Given records START

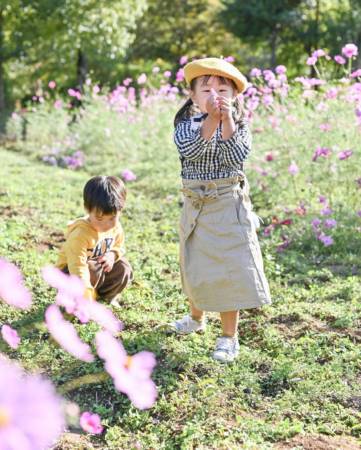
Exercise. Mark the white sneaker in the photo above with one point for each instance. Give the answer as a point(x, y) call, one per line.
point(227, 349)
point(188, 325)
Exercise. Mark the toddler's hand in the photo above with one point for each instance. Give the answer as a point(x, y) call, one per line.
point(107, 261)
point(225, 105)
point(212, 106)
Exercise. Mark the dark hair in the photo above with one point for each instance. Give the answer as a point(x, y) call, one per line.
point(104, 194)
point(189, 109)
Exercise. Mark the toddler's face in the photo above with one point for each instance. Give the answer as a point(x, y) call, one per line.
point(103, 222)
point(203, 89)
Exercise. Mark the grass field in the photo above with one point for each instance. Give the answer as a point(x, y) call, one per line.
point(297, 382)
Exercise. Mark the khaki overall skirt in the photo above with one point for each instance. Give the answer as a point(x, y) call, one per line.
point(220, 257)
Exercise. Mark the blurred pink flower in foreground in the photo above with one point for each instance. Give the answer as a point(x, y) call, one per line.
point(131, 374)
point(340, 59)
point(128, 175)
point(12, 289)
point(255, 72)
point(31, 414)
point(326, 240)
point(280, 70)
point(10, 336)
point(311, 61)
point(345, 154)
point(350, 50)
point(183, 60)
point(142, 78)
point(91, 423)
point(319, 53)
point(70, 296)
point(65, 335)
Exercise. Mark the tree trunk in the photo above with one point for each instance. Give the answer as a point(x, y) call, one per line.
point(2, 81)
point(82, 69)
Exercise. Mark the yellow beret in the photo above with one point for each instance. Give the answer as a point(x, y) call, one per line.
point(215, 66)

Given records END

**Task objective**
With the pictures excluded, retype the records above verbatim.

**Written reply**
Exercise. Mark the white sneaker in the photo above with one point for each instance. Give the answer as a point(x, y) call, one per line.
point(227, 349)
point(188, 325)
Exercise. Mark the toddler's hand in the photo above with one point for each instance. Give the answer as a point(x, y) call, one per line.
point(107, 261)
point(225, 105)
point(212, 106)
Exercise. Mark the dark hair in the photo above with one point for each instance. Give the answer as a point(x, y) call, one per line.
point(104, 194)
point(189, 109)
Exercise. Mark the toddler's face in the photo above with one point for each instance. Give the answer as a point(x, y) call, one per line.
point(103, 222)
point(203, 89)
Exercise. Mark the grass field in the photo above with one point for each instance. Give the answer as a point(x, y) call, one per line.
point(297, 382)
Exercise. Mark the khaki overall skirt in the photo above with one point for each instance. Give the answer as a point(x, y) call, one per line.
point(220, 257)
Exercise. Mark the blurred pink flower in foreground in the photo above with one point for each instance. Give the answer as a point(x, y) call, one per line.
point(131, 374)
point(340, 59)
point(128, 175)
point(12, 289)
point(255, 72)
point(31, 414)
point(326, 240)
point(280, 70)
point(10, 336)
point(311, 61)
point(345, 154)
point(350, 50)
point(183, 60)
point(142, 78)
point(91, 423)
point(319, 53)
point(70, 296)
point(65, 335)
Exercise. Mark the tree trunk in the photo above with one point for each instance. Give the answer as a point(x, y) call, one per line.
point(2, 81)
point(82, 69)
Exercise. Mark the yellow beret in the photo above with one point for each instance. Give the answer as a point(x, y) call, one per line.
point(215, 66)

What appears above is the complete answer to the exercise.